TASK TO COMPLETE =
Copy the items below from the line with "Mark one point on each instance of the parked" up to and including the last line of the items, requests included. Scale every point coordinate in the answers by 0.75 and round each to a whole number, with halves rounding up, and leave the pictures out.

SUPPLIED RECORDS =
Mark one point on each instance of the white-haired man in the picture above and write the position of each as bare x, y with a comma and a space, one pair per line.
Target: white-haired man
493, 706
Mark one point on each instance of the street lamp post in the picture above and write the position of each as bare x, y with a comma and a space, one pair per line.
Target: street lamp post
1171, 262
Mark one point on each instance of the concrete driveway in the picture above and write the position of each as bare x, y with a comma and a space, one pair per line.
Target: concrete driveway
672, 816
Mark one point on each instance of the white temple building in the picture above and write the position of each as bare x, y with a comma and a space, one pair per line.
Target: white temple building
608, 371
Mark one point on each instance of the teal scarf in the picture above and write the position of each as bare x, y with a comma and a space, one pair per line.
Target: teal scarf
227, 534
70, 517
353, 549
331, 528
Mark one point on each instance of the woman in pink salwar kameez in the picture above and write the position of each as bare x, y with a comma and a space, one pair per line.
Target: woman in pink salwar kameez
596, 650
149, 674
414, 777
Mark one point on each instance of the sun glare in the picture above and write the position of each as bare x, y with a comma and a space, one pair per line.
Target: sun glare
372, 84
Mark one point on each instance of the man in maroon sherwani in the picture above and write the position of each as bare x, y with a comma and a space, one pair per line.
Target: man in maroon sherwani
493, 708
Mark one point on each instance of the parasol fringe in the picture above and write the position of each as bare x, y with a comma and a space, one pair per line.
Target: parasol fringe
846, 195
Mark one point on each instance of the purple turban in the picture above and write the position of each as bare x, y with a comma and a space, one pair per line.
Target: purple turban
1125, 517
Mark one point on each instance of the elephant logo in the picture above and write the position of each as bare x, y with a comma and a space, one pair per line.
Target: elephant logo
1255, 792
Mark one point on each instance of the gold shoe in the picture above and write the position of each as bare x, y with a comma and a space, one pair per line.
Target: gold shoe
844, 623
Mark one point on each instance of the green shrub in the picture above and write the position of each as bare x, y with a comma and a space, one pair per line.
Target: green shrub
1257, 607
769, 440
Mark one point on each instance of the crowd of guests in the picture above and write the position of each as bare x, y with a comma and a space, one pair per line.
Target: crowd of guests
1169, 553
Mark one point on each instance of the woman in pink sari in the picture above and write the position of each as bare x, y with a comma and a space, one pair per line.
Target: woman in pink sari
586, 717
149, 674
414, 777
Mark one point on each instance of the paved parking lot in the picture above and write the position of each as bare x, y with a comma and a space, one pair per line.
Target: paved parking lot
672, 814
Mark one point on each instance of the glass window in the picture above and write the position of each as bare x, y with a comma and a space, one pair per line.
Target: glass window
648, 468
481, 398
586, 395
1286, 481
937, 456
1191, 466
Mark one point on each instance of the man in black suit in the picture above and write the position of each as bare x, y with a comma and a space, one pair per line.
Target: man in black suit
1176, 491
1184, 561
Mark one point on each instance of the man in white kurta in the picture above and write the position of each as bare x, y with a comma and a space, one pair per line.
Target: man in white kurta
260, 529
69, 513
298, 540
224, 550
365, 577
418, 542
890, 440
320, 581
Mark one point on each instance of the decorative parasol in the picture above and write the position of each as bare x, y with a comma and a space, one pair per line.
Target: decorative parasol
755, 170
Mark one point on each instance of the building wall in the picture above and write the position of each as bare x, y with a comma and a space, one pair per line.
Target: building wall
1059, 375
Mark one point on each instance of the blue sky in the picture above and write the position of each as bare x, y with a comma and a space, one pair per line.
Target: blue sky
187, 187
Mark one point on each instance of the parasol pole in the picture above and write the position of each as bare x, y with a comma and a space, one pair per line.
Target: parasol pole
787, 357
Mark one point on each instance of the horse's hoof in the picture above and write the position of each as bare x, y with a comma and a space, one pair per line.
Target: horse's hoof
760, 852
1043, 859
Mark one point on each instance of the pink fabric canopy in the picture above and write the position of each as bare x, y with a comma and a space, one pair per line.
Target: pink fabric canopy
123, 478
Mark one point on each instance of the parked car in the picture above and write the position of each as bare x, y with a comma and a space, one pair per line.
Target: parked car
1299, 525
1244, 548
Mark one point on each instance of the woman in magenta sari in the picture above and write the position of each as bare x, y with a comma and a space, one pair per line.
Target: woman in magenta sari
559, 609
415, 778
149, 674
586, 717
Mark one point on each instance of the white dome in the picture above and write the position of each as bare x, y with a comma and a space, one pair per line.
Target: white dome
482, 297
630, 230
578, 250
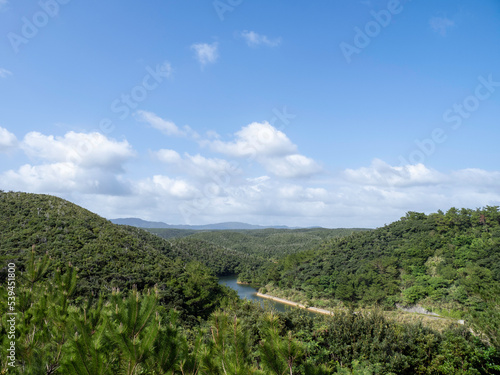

EXERCISE SOLUTION =
Mark one point on each instance of the parked car in the picture above and write the position of each as bare x, y with a comma and a space, one pair per line.
Target: parked car
974, 394
933, 411
Mark one point on each instance of the woman in magenta sari in the picture above and write the position of each as bare x, y with a comma and a space, one pair per line.
Target: woman in magenta sari
419, 457
311, 584
112, 506
440, 538
Mark one point on each instance of the white dome in the picture above and write the position of each as bare x, y with a comma and a space, one pair per line.
Target: white dome
362, 223
473, 173
434, 188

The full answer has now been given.